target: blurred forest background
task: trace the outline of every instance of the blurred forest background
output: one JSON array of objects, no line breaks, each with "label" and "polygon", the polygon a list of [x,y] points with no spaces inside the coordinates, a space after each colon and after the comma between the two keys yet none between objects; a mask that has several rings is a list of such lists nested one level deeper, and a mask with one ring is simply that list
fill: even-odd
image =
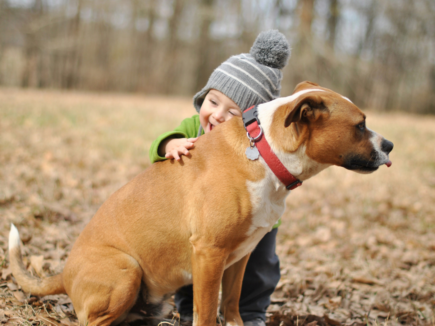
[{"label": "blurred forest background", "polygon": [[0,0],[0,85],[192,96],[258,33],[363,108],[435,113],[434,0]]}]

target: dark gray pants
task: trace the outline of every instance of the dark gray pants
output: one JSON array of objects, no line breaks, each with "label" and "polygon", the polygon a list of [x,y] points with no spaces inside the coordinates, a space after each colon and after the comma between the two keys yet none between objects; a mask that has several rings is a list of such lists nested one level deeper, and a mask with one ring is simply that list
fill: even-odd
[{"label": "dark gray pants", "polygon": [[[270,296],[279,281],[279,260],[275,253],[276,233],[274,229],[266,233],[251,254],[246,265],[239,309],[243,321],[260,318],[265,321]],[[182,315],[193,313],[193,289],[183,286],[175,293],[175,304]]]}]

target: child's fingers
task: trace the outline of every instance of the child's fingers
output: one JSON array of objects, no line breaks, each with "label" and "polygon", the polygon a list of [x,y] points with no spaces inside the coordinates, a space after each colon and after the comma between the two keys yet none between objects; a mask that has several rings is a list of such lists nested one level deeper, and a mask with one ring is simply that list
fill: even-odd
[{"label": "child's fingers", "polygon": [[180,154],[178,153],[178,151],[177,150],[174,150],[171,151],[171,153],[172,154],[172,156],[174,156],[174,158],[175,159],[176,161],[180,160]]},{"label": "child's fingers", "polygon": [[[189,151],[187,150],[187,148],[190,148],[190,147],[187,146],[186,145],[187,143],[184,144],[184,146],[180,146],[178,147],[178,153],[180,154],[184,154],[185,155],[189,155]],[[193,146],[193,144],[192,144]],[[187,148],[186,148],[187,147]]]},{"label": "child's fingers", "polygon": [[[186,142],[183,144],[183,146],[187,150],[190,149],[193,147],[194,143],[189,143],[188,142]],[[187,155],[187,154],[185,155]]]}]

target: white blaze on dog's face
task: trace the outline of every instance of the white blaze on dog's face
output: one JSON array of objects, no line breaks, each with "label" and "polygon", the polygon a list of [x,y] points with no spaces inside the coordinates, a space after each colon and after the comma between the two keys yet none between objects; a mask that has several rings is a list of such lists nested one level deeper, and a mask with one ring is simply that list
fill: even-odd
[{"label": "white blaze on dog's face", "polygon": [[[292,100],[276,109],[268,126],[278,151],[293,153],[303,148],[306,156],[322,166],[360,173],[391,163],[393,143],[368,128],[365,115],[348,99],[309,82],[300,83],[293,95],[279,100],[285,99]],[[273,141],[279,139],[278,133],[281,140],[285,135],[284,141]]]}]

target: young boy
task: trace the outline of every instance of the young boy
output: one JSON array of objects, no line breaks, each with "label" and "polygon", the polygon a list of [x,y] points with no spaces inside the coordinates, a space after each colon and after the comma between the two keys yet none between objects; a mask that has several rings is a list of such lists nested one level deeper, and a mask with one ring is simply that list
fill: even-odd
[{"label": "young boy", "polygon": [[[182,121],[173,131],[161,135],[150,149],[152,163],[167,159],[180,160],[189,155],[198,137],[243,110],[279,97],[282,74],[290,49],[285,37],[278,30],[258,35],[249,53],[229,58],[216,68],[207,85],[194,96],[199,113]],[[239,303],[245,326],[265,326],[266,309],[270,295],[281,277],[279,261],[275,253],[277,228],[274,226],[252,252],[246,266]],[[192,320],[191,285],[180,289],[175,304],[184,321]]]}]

● ● ●

WHAT YOU NEED TO DO: Output the entire listing above verbatim, line for line, but leave out the picture.

RESULT FOR THIS EXERCISE:
target: blurred forest background
task: trace the outline of every instance of the blurred forest background
output: one JSON array of objects, no line breaks, each with "label" and "polygon", the polygon a list of [x,y] points with no spaces inside the coordinates, a space after each colon and after the comma between the two keys yet none between objects; a mask that has several rings is a list of such lists nested one level deeper, and a mask with one ring is simply that list
fill: even-odd
image =
[{"label": "blurred forest background", "polygon": [[0,0],[0,85],[192,96],[258,33],[363,108],[435,113],[434,0]]}]

target: dark gray pants
task: trace the outline of every instance of the dark gray pants
output: one JSON array of objects, no line breaks, each with "label" and "polygon", the polygon a list of [x,y] points with no spaces inside the coordinates, a space after each colon and after the comma between the two keys yet none between objects; a mask that has several rings is a list of such lists nested one level deeper, and a mask with one ring is simply that list
fill: even-odd
[{"label": "dark gray pants", "polygon": [[[270,296],[279,281],[279,260],[275,253],[276,233],[274,229],[266,233],[251,254],[246,265],[239,309],[243,321],[260,318],[265,321]],[[182,315],[193,313],[193,289],[183,286],[175,293],[175,304]]]}]

target: child's fingers
task: trace the outline of every instance of the child's fingers
output: one JSON array of objects, no line breaks, each with "label" and "polygon", the polygon a list of [x,y] points with no spaces inside the coordinates, a space after each colon and after the comma between the two keys yet none between objects; a mask that has several rings is a list of such lists nested one level deeper, and a mask with one ring is simply that list
fill: even-odd
[{"label": "child's fingers", "polygon": [[180,154],[178,153],[178,151],[177,150],[174,150],[171,151],[171,153],[172,154],[172,156],[174,156],[174,158],[175,159],[176,161],[180,160]]},{"label": "child's fingers", "polygon": [[[189,151],[187,150],[187,148],[190,148],[190,147],[187,146],[186,145],[187,143],[184,144],[184,146],[180,146],[178,147],[178,153],[180,154],[184,154],[185,155],[189,155]],[[193,146],[193,144],[192,144]],[[187,148],[186,148],[187,147]]]},{"label": "child's fingers", "polygon": [[[186,142],[183,144],[183,146],[187,150],[190,149],[193,147],[194,143],[189,143],[188,142]],[[187,155],[187,154],[185,155]]]}]

target: white blaze on dog's face
task: trace the outline of every instance of the white blaze on dog's face
output: one JSON array of objects, no line breaks, each with "label" and "polygon", the polygon a list of [x,y] points with no spaces inside the coordinates, a space after each colon and after the comma between the two keys yet none between objects; a mask that has several rings is a list of such lists nested one level deeper, and a mask with one ring is simply that list
fill: even-odd
[{"label": "white blaze on dog's face", "polygon": [[[292,100],[276,109],[268,126],[278,151],[293,153],[303,148],[306,156],[322,166],[360,173],[391,163],[393,143],[368,128],[365,115],[348,99],[309,82],[300,83],[293,95],[279,100],[285,99]],[[273,141],[279,139],[278,133],[281,140],[285,135],[284,141]]]}]

target: young boy
task: trace the outline of every instance of the young boy
output: one JSON array of objects, no line breaks, each with "label" and "polygon", the polygon a list of [x,y] points with no spaces inside the coordinates, a space after each colon and after the comma between the two keys yet none between objects; a mask that has several rings is a list of such lists nested one level deeper, and a mask with one ring is simply that list
fill: even-odd
[{"label": "young boy", "polygon": [[[182,121],[173,131],[161,135],[150,149],[152,163],[167,159],[180,160],[189,155],[198,137],[243,110],[279,97],[282,74],[290,49],[285,37],[278,30],[258,35],[249,53],[229,58],[216,68],[207,85],[194,96],[199,113]],[[239,303],[245,326],[265,326],[266,309],[270,295],[281,277],[279,261],[275,253],[277,228],[274,226],[252,252],[246,266]],[[192,320],[191,285],[180,289],[175,304],[184,321]]]}]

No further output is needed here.